Short exercise 1 -
In the text on discounting in senior living, what was Apple's net profit margin in 2014?
Short exercise 2 -
List each country that the text on discounting in senior living gives an average profit margin for, along with that margin.
═══ Text provided ═══
CH 5 – Why Discounting is Killing Margins and the Customer Experience in Senior Living

CH 5 – Why Discounting is Killing Margins and the Customer Experience in Senior Living

And Why Operators Need to Sell at Market Rate Rent then Push Occupancy to Boost Profit

 

My biggest takeaway from Chapter 5 in Confessions of the Pricing Man is understanding the ACTUAL profit an average company really earns is VERY LOW, but why?

Consumers, when asked, estimated an average retailers profit margins at 46% in the US when the reality is that retailers are happy when their margins are between 1 and 3%.

 

“Can you believe that in the 2012-2013 fiscal year, Walmart’s consolidated net income as a percentage of total revenue was just 3.8%?”

 

Apple on the other hand, which is an exception to this rule, had a net profit margin of 21.6% in 2014. As we know, one focuses on quantity and discounts while the other focuses on quality and premium pricing resulting in a drastic spread in net income and profitability.

 

The average profit margin for companies in the US is just 6.2%. Russia leads the way in profitability with an average profit margin of 12.5%, followed by Brazil at 10.2% and Norway at 8.4%, interesting right?

 

The chart below shows the distribution between income and capital with the total return for seniors housing stable the past two years.

 

 

END DISCOUNTING AND MOVE TO A FEE INTEGRITY CULTURE

 

Price is the single most important driver of profitability in business and is regularly discussed in the C Suite; yet, from our experience, it’s rarely discussed at the site level within senior living communities.
═══ Data listing ═══
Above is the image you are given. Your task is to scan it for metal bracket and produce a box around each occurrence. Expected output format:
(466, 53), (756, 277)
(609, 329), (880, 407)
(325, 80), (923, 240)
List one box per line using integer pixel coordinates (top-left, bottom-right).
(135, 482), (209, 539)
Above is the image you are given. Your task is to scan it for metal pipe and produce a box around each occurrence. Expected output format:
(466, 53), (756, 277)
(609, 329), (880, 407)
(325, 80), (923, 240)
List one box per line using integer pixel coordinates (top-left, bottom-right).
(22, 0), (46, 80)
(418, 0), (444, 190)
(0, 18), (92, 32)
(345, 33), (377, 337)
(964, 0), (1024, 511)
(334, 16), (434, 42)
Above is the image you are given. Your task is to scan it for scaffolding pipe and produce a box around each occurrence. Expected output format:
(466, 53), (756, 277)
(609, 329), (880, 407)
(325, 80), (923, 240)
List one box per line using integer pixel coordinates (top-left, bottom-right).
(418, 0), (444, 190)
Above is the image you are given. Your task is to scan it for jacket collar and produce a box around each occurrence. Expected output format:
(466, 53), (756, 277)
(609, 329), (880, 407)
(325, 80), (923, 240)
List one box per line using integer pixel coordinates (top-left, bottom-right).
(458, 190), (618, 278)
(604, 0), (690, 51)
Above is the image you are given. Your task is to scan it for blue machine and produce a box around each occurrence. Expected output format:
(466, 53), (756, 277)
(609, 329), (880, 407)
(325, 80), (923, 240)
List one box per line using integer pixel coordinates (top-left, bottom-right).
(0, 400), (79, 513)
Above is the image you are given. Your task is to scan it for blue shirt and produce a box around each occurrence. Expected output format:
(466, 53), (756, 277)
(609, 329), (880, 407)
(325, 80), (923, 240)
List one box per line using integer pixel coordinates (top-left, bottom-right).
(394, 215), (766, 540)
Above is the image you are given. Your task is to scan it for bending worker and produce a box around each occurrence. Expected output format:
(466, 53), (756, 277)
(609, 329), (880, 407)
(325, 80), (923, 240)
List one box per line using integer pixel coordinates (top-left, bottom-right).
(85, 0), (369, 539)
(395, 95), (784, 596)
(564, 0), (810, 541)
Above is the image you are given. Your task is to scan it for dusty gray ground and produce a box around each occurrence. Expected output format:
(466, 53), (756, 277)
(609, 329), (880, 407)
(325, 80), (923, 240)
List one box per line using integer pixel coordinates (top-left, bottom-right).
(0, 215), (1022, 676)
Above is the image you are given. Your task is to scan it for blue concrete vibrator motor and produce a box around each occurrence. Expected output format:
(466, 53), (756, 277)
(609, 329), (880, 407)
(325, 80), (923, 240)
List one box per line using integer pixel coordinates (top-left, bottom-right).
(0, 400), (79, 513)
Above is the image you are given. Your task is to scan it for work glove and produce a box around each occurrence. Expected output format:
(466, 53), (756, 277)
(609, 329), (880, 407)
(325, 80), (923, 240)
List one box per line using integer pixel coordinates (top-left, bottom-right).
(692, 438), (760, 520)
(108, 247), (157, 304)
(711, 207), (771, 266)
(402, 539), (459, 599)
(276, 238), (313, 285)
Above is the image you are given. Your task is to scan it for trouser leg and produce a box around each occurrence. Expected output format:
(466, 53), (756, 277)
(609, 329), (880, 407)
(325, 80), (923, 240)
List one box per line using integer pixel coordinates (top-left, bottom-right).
═══
Exercise response 1 -
21.6%

Exercise response 2 -
United States: 6.2%
Russia: 12.5%
Brazil: 10.2%
Norway: 8.4%